• AIM OF THE TASK: Please copy exactly the lines that begin with the one containing "limestone cliff in the photo above accordingly." and end with the last line of the entries.

• RECORD EXCERPTS:
════════════════

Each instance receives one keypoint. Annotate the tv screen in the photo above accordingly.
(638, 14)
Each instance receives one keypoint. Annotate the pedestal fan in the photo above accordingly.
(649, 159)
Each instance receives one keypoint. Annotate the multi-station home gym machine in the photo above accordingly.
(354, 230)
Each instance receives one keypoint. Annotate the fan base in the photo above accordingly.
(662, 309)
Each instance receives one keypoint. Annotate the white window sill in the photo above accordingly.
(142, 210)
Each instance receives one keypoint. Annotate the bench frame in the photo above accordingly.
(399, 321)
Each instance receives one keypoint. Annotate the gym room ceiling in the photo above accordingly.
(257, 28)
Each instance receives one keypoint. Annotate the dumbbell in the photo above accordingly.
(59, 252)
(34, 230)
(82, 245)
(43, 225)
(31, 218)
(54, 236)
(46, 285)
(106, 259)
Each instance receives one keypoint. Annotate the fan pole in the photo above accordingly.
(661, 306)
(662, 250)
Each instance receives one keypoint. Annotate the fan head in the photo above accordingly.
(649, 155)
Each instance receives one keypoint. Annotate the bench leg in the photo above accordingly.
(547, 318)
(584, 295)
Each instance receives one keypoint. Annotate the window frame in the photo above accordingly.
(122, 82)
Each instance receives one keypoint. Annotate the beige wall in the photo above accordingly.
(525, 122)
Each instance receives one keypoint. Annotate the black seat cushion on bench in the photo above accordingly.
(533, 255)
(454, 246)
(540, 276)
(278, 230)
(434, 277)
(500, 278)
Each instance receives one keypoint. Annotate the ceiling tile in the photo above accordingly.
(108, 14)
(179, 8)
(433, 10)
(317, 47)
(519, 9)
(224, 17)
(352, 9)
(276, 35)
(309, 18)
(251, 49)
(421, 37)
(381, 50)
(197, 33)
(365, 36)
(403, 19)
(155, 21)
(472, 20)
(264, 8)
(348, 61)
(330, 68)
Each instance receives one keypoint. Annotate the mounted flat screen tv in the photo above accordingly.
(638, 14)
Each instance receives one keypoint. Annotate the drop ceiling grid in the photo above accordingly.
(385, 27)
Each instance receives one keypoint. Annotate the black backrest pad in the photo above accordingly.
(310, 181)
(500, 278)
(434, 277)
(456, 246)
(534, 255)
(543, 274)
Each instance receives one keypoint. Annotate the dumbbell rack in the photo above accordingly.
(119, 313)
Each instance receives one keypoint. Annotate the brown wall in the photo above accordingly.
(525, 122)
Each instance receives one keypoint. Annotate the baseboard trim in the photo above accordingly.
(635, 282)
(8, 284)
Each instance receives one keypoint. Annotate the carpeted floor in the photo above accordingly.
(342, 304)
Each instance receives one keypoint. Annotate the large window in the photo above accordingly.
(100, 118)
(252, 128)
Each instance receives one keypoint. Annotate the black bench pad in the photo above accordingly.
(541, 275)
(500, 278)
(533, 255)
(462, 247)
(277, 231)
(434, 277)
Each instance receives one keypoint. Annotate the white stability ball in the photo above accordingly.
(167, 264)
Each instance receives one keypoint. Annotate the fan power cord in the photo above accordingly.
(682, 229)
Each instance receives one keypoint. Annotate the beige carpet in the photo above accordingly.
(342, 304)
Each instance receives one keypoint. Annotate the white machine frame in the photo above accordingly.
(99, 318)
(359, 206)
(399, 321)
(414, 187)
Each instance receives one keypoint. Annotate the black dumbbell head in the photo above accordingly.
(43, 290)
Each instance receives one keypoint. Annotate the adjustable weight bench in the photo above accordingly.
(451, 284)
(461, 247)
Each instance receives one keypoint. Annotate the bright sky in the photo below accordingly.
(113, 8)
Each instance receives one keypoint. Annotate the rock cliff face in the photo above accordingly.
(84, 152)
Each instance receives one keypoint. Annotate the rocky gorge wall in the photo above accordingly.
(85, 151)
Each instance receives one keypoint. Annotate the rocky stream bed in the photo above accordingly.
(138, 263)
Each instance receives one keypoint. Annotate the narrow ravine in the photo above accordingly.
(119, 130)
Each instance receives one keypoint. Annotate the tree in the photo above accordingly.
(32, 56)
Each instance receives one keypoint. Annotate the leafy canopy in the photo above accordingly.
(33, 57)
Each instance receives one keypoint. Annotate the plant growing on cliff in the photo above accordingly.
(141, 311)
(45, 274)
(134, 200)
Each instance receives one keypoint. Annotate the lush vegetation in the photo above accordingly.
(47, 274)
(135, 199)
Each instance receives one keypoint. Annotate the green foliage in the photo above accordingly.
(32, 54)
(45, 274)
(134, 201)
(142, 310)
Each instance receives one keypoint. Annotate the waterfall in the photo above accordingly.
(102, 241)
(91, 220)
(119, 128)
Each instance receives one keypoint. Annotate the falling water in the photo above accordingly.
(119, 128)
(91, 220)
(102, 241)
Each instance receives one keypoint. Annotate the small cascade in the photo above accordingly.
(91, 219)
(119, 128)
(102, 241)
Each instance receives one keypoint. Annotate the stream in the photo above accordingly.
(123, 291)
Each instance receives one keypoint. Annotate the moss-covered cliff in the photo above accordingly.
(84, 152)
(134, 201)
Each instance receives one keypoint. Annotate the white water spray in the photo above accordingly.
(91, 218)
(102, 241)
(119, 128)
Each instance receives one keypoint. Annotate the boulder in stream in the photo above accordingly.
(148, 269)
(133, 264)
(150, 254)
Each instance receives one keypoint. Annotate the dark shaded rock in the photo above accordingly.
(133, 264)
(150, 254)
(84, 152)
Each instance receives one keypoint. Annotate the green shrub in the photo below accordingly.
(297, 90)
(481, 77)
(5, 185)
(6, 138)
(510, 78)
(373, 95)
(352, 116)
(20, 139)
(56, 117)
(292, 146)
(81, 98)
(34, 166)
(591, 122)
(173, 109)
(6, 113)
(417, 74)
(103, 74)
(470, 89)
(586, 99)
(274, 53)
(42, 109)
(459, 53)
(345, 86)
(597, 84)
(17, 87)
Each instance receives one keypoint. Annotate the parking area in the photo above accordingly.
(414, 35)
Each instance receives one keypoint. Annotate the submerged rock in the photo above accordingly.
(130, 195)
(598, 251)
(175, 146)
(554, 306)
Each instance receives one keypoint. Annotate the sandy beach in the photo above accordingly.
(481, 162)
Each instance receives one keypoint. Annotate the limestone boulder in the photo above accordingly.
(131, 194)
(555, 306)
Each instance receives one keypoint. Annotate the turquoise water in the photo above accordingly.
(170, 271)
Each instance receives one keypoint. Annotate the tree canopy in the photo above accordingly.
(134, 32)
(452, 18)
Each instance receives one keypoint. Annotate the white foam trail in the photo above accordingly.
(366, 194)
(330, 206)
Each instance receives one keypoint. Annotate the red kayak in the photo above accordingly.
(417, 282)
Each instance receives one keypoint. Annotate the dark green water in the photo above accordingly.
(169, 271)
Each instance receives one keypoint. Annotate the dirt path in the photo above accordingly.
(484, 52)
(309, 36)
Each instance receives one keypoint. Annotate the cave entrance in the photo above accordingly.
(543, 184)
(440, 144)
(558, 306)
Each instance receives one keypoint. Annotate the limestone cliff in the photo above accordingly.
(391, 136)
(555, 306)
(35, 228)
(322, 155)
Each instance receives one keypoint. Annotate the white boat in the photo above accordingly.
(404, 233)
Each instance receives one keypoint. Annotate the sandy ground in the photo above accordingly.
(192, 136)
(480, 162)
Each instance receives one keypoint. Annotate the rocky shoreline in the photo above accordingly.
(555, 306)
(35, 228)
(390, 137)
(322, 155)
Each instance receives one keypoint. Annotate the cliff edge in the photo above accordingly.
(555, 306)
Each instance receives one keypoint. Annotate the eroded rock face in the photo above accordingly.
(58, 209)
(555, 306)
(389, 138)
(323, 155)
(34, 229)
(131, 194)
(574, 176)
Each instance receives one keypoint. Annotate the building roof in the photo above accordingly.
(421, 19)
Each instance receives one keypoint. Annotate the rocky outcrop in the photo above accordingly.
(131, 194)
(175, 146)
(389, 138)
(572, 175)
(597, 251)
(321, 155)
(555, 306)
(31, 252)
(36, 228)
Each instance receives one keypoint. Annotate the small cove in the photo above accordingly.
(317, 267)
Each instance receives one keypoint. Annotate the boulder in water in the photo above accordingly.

════════════════

• IN RESPONSE:
Each instance receives one keypoint. Annotate the limestone cliff in the photo above accordingly.
(391, 136)
(555, 306)
(35, 228)
(322, 155)
Each instance receives one keypoint. Annotate the white boat in the photo above accordingly.
(404, 233)
Each instance receives one keypoint. Annotate the sandy ground in the photo above accordingly.
(192, 136)
(480, 162)
Each instance receives one keypoint. Annotate the rocky shoreline in the photo above accordingly.
(555, 306)
(35, 228)
(390, 137)
(322, 155)
Each instance receives one keypoint. Annotate the cliff edge in the photo above accordingly.
(555, 306)
Each instance receives one keypoint. Annotate the eroded rock face in the photo above accordingly.
(58, 209)
(555, 306)
(389, 138)
(323, 155)
(34, 229)
(131, 194)
(574, 176)
Each instance receives one keypoint. Annotate the building roof in the photo above accordingly.
(421, 19)
Each instance receives one keypoint. Annotate the rocky outcrop in the photo above accordingly.
(131, 194)
(175, 146)
(389, 138)
(572, 175)
(597, 251)
(321, 155)
(555, 306)
(31, 252)
(36, 228)
Each instance receives one keypoint. Annotate the small cove in the photo above accordingly.
(317, 267)
Each instance receives one keypoint. Annotate the boulder in water in the photo above accordingly.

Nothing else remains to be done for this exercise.